| Exercise brief |
Your response should consist of every line below, reproduced without alteration.

== Data to process

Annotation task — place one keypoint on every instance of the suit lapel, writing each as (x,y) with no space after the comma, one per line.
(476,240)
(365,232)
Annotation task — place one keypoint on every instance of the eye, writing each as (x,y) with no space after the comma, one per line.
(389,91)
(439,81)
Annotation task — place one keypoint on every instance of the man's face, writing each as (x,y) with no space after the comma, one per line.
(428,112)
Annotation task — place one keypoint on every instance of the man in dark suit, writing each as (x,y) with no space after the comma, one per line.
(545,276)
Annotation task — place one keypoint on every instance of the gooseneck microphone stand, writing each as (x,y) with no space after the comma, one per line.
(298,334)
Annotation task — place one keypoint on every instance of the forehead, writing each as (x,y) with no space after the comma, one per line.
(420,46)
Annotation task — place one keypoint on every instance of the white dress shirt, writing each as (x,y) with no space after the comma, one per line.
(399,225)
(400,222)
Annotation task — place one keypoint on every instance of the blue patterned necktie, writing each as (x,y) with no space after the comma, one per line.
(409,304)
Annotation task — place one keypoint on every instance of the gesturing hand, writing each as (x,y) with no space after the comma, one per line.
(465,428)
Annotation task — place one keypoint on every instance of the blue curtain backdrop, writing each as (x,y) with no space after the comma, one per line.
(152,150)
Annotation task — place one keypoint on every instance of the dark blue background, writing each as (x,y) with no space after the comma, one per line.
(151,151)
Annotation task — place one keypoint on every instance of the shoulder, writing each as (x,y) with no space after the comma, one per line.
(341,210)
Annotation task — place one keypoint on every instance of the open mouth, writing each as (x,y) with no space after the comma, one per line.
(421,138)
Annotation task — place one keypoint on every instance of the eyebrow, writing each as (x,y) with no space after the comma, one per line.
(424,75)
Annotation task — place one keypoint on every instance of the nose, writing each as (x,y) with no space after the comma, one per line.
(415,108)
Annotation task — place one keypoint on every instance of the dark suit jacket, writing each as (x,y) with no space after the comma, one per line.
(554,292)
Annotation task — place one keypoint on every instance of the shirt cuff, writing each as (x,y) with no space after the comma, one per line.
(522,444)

====

| Output of the task |
Annotation task — place one keypoint on every instance of the suit lapel, writing each as (x,y) with no space after the comma, one per line.
(476,240)
(365,232)
Annotation task — place one keypoint on every instance of the eye, writing each as (x,y) with no space after the comma, one per line.
(389,91)
(439,81)
Annotation task — place one keypoint on every instance of the man's face, writing each as (x,y) with no space after the comma, one per line.
(428,112)
Annotation task — place one keypoint on every instance of the man in dark suit, writing each as (x,y) with no space after the comma, one per line.
(545,276)
Annotation task — place one keypoint on every instance of the gooseneck microphone stand, writing each as (x,y) with no space after the comma, one per line.
(298,334)
Annotation task — place one keypoint on every instance of the forehead, writing each as (x,y) with no space after the comma, one per line.
(420,46)
Annotation task — place one keypoint on every instance of the white dress shirt, writing each as (x,y) with no space after the comma, one per line.
(399,225)
(400,222)
Annotation task — place one keypoint on every instance of the blue patterned necktie, writing each as (x,y) with no space after the comma, one per line.
(409,304)
Annotation task — place one keypoint on every instance of the gesturing hand, writing each as (x,y) with no space after the comma, one per line.
(465,428)
Annotation task — place one keypoint on every instance of the blue curtain backdrop, writing each as (x,y) with no space after the comma, one per line.
(152,150)
Annotation task — place one keypoint on every instance of the dark blue background, writing each as (x,y) with no space after the comma, one per line.
(151,151)
Annotation task — place one keypoint on every instance of the shoulder, writing each as (x,y) with no space after the comma, one per line.
(341,210)
Annotation task — place one keypoint on every instance of the open mouth, writing each as (x,y) with no space after the comma, one per line.
(421,138)
Annotation task — place one keypoint on every instance of the eyebrow, writing each as (x,y) with no space after the comma, one per line.
(424,75)
Annotation task — place one keypoint on every instance of the nose, writing each as (x,y) with no space after the comma, one per line.
(415,108)
Annotation task — place one keypoint on every instance of the dark suit jacket, writing each as (x,y) with no space after the comma, one per line.
(554,292)
Annotation task — place one keypoint on every instance of the shirt cuff, writing each as (x,y) with no space after the comma, one per line.
(522,444)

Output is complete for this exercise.